• _Required action_: Decide whether each statement agrees with the fitness assessment text below, answering yes or no and quoting the words of the text that settle it. 1. The step test has you step on and off a 12-inch step for three minutes. 2. The sit and reach test measures flexibility in the upper back and shoulders. 3. A true resting heart rate is best taken after waking and before getting out of bed.
··· Document excerpt ···
You are more likely to have a lot of lean muscle if you perform a lot of cardio, which is short for cardiovascular exercise. Cardio is any aerobic exercise, like running, swimming, or biking, which gets the blood circulating through your body while getting your heart rate up. If you do a lot of cardio, you are more likely to have a lower resting heart rate compared to a person who is not as fit. Your heart rate, or pulse, is how many times your heart beats in one minute. A true measure of your resting heart rate is best determined after you've awoken after a good night's sleep and before you've gotten out of bed. A very high resting heart rate may be an indicator of stress, poor cardiovascular fitness, or a more serious medical condition.
Another assessment of your cardiovascular health is your blood pressure. Just like with your resting heart rate, consistent exercise helps to lower blood pressure. Normal blood pressure is considered to be 120/80 mm Hg. Put simply, blood pressure is a measure of the force of the blood on the arteries as it gets pumped out of the heart. High blood pressure indicates that the force is too great. High blood pressure that is not controlled could result in weakened arteries, which could lead to other problems. High blood pressure should be brought under control with proper diet, exercise, and sometimes medication.
Other Fitness Tests
Tied in to cardiovascular fitness is an assessment called the step test. This test measures your aerobic fitness as you step on and off a 12-inch step for three minutes straight. This test measures how quickly your heart rate returns to normal after performing the test. The better your cardiovascular fitness, the faster your heart rate will come back down to normal after exercise.
Two other fitness assessment tests that are well known are the sit-up test and push-up test. Both of these tests are measurements of muscle strength and endurance. These tests measure how many sit-ups and push-ups you can perform in a minute. The stronger you are for your weight, the more you should be able to perform.
Finally, the last assessment test is called the sit and reach test. You sit on the floor with your legs out in front of you and see how far you can reach. This measures your flexibility in your lower back and hamstrings. Ways to improve your flexibility include consistent stretching exercises or fitness routines that include yoga.
Let's review. Now you know how a fitness assessment can be useful in identifying your current or baseline fitness levels. The fitness assessment can help provide fitness goals, and it also measures the progress of those goals.
You learned about quite a few fitness assessment tests and what they measure for. First, you should take a height and weight measurement to determine if you are overweight for your height. Height and weight is also used when determining your BMI, or body mass index, which is specifically defined as a measure of body fat that helps determine if you are normal weight, underweight, overweight, or obese. Your body composition assessment is similar to BMI, but it measures the ratio of lean body mass to fat mass.
Your resting heart rate, or how many times your heart beats in one minute while your body is at rest, and blood pressure, which is a measure of the force of the blood on the arteries as it gets pumped out of the heart, can indicate your level of cardiovascular fitness and whether or not it needs improvement. Another cardiovascular fitness test is the step test. It measures how quickly your heart rate comes back down to normal after exercise. The faster, the better. Tests that measure muscle strength and endurance include the sit-up test and push-up test. Finally, a test of flexibility is the sit and reach test.
··· Records ···
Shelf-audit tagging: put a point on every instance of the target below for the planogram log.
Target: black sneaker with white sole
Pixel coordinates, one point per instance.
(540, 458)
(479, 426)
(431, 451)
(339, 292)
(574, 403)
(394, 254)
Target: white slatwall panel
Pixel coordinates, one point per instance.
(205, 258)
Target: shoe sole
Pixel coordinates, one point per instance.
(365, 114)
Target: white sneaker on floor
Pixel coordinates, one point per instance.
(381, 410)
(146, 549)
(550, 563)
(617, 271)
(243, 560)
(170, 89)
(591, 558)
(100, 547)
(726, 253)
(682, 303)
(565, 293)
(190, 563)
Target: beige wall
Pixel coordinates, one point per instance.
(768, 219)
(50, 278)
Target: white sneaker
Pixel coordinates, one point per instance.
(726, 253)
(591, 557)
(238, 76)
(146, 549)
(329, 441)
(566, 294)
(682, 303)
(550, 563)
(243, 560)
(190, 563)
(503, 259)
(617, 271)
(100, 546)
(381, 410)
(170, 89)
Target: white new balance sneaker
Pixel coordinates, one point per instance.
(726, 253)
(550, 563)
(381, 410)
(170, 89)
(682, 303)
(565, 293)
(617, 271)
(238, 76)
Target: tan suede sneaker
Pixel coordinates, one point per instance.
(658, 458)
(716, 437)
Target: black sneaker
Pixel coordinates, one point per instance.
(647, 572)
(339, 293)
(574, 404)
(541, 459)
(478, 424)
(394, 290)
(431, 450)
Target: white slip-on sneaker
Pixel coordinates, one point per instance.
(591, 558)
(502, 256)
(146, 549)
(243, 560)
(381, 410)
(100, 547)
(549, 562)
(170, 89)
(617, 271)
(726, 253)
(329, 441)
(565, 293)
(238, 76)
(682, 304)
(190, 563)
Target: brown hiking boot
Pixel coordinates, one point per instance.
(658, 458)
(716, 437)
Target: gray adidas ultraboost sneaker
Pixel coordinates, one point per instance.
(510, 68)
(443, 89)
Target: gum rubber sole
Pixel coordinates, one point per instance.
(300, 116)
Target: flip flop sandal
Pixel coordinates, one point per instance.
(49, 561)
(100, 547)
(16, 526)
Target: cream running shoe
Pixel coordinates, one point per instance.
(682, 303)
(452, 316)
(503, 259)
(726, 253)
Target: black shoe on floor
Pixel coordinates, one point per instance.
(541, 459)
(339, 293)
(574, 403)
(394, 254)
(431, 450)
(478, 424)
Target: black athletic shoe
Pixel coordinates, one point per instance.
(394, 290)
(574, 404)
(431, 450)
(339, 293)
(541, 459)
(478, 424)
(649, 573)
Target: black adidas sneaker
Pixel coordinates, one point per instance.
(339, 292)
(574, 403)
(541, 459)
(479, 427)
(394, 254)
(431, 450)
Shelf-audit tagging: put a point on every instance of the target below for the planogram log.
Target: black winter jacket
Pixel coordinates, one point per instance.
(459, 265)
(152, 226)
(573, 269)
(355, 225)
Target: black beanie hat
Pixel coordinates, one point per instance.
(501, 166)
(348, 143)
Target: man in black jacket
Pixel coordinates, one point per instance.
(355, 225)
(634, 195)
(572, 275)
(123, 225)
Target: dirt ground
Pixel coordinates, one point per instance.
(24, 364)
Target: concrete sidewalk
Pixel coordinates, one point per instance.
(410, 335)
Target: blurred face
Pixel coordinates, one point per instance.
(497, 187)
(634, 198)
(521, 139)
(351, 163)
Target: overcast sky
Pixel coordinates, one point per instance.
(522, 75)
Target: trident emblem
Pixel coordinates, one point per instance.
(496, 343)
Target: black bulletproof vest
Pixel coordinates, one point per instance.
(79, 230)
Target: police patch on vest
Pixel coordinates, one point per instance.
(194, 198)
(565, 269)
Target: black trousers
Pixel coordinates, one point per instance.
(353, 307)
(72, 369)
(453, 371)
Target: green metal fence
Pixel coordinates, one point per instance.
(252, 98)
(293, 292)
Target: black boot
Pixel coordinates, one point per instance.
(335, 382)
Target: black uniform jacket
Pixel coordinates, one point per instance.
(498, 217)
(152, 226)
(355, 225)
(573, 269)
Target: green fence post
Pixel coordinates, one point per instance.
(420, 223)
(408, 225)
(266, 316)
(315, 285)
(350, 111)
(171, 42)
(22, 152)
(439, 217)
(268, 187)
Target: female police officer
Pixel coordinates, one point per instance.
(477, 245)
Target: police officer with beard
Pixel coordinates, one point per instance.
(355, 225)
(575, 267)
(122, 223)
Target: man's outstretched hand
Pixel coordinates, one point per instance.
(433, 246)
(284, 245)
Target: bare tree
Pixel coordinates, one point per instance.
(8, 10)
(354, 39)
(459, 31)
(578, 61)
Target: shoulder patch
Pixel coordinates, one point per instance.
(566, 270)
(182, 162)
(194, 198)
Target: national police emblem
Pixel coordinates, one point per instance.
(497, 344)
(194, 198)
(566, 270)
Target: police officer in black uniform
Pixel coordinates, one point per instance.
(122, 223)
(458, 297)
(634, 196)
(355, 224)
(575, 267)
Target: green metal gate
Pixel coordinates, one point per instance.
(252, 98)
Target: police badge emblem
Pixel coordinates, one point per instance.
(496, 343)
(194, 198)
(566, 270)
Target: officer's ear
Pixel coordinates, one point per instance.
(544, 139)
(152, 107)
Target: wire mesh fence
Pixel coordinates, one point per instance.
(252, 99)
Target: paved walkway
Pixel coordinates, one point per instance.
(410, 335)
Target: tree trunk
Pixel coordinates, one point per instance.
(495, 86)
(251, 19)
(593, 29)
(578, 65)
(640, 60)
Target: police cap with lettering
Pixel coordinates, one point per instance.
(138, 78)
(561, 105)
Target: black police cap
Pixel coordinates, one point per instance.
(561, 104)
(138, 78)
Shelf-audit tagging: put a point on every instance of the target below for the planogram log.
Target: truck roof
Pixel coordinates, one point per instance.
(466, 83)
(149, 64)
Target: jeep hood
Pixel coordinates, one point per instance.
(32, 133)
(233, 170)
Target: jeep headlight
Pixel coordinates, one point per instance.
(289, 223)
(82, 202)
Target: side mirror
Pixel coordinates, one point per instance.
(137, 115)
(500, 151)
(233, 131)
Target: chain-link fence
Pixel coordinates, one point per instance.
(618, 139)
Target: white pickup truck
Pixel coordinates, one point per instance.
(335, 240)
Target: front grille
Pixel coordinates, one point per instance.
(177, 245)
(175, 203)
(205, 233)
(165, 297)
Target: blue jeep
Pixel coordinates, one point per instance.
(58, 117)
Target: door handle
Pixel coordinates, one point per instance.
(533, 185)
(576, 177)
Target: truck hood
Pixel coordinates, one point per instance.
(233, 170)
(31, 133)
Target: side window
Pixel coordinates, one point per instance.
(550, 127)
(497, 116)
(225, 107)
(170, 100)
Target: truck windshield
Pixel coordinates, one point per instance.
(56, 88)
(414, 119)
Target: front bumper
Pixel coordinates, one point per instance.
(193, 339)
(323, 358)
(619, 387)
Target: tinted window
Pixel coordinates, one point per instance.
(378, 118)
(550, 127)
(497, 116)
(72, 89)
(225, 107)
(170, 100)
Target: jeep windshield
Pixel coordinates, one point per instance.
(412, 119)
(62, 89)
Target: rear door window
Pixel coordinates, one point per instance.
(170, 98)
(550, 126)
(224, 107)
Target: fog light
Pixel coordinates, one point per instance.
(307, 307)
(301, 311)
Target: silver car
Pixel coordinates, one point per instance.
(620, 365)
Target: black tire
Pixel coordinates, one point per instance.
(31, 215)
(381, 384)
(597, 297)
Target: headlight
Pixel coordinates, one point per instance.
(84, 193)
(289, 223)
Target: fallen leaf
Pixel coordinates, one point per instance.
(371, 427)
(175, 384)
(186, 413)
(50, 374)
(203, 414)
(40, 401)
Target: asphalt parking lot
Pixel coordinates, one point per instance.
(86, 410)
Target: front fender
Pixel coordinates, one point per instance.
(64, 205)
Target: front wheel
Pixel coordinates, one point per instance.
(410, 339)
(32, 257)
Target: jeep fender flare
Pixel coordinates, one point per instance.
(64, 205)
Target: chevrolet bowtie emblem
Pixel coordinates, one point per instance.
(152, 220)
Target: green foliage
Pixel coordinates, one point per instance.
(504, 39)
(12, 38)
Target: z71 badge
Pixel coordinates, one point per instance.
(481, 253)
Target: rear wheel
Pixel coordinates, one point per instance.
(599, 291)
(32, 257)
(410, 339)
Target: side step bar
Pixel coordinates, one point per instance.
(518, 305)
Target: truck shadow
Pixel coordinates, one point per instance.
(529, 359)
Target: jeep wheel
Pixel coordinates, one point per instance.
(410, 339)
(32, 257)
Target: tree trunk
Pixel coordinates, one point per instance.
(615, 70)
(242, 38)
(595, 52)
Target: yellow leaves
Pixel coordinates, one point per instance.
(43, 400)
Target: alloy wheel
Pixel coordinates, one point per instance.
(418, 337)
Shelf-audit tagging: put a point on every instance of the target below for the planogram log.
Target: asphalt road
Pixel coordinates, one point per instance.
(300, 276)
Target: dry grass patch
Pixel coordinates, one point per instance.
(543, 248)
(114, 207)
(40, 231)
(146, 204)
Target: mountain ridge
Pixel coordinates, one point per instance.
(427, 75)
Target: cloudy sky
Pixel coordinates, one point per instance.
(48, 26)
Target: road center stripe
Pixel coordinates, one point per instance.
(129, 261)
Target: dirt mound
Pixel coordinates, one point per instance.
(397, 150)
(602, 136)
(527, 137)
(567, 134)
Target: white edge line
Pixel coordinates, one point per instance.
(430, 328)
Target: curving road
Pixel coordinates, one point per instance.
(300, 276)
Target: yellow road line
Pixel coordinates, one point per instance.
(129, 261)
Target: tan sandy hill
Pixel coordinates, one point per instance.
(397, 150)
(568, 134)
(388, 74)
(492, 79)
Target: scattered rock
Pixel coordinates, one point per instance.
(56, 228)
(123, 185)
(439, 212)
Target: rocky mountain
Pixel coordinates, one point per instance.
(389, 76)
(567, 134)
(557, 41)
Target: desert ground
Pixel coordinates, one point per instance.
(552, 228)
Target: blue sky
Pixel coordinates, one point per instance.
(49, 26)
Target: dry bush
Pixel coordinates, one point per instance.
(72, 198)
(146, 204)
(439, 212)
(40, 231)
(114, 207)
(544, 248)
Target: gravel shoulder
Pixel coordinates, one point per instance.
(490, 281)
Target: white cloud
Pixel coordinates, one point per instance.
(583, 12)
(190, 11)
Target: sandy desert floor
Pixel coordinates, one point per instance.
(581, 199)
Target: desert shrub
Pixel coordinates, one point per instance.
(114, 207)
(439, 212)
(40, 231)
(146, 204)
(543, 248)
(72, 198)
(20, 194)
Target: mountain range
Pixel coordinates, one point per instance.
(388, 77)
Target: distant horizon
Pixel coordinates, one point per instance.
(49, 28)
···
• _Result for this exercise_:
1. Yes: "you step on and off a 12-inch step for three minutes straight"
2. No: "This measures your flexibility in your lower back and hamstrings."
3. Yes: "A true measure of your resting heart rate is best determined after you've awoken after a good night's sleep and before you've gotten out of bed."